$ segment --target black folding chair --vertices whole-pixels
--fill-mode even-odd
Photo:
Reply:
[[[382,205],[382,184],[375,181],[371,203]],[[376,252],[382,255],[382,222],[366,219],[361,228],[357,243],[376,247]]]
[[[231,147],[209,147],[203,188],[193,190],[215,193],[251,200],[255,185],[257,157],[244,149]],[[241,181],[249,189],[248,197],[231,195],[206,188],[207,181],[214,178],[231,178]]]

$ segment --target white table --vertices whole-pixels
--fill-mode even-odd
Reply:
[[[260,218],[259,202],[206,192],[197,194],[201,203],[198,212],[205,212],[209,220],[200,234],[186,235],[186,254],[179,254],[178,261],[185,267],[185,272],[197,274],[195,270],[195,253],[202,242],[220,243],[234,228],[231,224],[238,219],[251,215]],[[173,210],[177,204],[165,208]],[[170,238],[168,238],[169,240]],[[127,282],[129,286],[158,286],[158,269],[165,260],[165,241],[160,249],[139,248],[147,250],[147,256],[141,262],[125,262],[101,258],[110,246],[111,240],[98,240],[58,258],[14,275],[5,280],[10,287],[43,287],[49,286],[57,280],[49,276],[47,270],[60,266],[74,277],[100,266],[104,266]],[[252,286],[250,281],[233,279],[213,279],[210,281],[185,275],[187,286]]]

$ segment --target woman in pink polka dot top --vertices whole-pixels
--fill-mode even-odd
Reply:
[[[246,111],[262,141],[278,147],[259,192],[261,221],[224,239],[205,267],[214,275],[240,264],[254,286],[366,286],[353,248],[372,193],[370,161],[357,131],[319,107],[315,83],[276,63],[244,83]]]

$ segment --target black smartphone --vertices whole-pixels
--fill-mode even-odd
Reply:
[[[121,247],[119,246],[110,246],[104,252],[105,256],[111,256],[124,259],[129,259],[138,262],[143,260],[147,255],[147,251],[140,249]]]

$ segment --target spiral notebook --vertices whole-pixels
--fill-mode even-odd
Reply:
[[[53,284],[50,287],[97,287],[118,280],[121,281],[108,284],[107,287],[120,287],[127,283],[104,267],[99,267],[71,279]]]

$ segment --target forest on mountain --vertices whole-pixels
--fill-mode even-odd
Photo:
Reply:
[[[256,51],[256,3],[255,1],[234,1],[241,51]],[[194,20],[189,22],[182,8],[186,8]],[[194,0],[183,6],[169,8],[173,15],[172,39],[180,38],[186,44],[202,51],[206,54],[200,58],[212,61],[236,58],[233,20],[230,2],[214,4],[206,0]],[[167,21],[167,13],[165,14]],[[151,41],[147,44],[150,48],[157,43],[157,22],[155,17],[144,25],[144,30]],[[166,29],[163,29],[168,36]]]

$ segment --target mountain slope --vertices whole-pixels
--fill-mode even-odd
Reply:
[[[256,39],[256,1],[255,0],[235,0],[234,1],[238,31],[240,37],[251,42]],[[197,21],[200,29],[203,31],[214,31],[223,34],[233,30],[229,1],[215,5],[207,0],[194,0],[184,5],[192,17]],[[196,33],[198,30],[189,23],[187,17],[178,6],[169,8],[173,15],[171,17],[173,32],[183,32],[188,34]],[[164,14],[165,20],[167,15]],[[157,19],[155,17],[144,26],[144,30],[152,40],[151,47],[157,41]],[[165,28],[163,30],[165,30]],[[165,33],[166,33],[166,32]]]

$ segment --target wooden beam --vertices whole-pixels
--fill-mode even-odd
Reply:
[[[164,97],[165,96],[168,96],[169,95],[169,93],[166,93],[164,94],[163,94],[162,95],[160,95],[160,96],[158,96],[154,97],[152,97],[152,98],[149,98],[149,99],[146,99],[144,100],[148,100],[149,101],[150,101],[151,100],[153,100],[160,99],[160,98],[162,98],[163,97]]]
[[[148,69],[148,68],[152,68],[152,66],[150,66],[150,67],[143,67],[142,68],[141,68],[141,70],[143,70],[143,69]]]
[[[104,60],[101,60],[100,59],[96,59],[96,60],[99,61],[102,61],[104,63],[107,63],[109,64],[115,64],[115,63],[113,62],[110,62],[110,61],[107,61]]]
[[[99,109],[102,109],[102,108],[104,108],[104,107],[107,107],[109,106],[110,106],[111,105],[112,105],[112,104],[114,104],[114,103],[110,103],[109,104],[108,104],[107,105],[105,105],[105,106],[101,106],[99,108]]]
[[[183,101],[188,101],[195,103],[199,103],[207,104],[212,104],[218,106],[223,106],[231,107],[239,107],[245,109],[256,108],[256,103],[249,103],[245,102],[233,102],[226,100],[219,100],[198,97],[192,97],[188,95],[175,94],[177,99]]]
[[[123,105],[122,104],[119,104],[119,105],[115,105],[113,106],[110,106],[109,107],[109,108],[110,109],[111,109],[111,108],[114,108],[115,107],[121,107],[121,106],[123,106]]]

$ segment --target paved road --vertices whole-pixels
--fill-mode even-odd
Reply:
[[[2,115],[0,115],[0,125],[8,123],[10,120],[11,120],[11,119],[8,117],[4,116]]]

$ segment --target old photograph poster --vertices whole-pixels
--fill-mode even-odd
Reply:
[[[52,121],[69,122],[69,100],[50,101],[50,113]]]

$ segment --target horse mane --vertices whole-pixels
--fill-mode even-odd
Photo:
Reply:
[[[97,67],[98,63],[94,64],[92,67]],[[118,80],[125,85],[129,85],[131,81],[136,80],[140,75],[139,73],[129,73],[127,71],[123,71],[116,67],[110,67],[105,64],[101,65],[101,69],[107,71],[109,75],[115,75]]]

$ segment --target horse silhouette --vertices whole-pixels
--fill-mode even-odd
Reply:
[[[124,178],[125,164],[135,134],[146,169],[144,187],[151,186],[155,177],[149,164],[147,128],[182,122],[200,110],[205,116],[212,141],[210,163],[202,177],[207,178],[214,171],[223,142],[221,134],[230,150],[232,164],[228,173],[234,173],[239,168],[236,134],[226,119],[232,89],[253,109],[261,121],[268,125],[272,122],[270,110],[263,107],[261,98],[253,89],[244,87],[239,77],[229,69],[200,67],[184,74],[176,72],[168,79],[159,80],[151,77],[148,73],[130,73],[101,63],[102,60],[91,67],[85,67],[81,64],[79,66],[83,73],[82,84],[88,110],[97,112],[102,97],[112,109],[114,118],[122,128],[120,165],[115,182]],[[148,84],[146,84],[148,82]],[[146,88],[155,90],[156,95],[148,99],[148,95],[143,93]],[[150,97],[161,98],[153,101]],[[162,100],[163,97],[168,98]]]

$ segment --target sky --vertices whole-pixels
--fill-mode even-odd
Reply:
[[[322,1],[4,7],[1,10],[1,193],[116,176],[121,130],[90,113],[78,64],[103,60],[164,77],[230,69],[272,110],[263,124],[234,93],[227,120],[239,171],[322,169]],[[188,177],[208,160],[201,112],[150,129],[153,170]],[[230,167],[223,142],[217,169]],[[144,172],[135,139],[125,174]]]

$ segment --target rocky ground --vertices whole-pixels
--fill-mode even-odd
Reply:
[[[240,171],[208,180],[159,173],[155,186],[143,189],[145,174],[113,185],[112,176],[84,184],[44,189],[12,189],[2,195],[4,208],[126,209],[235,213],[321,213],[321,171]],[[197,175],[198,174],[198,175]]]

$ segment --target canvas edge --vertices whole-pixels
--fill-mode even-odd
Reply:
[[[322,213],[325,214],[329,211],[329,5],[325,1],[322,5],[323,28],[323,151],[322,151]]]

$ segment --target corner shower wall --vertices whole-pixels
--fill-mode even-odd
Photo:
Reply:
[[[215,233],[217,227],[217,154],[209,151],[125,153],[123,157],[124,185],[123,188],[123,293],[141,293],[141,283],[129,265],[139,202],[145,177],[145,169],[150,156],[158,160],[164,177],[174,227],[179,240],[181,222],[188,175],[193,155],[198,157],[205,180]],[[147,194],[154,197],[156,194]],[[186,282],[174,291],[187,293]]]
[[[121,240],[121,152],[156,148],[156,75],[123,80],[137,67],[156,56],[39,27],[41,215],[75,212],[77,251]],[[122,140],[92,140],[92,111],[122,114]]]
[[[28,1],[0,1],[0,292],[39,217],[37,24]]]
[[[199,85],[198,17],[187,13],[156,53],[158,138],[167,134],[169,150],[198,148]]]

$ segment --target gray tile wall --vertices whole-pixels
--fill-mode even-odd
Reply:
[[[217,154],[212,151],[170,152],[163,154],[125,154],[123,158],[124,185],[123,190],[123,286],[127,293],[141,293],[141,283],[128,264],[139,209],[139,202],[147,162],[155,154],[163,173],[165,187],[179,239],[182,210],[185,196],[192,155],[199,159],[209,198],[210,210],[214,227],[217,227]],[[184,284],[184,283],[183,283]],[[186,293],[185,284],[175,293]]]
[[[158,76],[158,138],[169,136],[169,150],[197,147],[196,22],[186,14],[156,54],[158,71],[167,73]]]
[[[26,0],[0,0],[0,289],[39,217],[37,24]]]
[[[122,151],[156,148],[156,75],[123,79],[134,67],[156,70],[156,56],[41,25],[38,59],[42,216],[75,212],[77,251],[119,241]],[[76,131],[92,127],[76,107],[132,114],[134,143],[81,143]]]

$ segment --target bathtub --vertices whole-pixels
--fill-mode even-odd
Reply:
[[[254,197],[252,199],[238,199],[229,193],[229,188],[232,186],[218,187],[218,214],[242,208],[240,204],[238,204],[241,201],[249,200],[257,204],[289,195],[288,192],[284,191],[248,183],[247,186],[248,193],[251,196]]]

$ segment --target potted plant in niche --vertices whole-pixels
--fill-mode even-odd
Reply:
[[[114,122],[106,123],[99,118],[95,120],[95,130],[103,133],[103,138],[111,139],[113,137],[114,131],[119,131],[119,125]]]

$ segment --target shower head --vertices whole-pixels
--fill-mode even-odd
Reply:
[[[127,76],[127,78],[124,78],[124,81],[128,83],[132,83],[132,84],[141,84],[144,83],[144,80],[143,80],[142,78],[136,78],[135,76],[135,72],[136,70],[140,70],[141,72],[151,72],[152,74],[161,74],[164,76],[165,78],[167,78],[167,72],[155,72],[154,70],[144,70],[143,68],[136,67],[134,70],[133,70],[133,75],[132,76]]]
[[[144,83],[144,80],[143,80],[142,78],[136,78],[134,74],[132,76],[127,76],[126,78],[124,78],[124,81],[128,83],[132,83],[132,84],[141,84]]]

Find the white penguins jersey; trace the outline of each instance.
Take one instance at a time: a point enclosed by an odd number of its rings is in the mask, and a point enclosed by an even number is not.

○ ○ ○ ○

▶ **What is expected**: Give back, unchanged, every line from the one with "bathtub --vertices whole-pixels" to the end of the entries above.

▶ **Output for this task**:
$ segment --target bathtub --vertices whole-pixels
--fill-mode even-odd
Reply:
[[[254,197],[252,199],[238,199],[229,193],[229,188],[232,186],[218,187],[218,214],[242,208],[240,204],[238,204],[241,201],[249,200],[257,204],[289,195],[288,192],[284,191],[248,183],[247,186],[248,193],[251,196]]]

$ segment --target potted plant in niche --vertices whole-pixels
--fill-mode even-odd
Reply:
[[[114,122],[106,123],[99,118],[95,120],[95,130],[103,133],[103,138],[111,139],[113,137],[114,131],[119,131],[119,125]]]

$ segment --target shower head --vertices whole-pixels
--fill-mode even-odd
Reply:
[[[127,76],[127,78],[124,78],[124,81],[128,83],[132,83],[132,84],[141,84],[144,83],[144,80],[143,80],[142,78],[136,78],[135,76],[135,72],[136,70],[140,70],[141,72],[151,72],[152,74],[161,74],[164,76],[165,78],[167,78],[167,72],[155,72],[154,70],[144,70],[143,68],[136,67],[134,70],[133,70],[133,75],[132,76]]]
[[[144,83],[144,80],[143,80],[142,78],[136,78],[134,74],[132,76],[127,76],[126,78],[124,78],[124,81],[128,83],[132,83],[132,84],[141,84]]]

Find the white penguins jersey; trace the outline of each instance.
Take one instance at a time: a point enclosed by an odd number of its rings is in the mask, and a point enclosed by an even number is not.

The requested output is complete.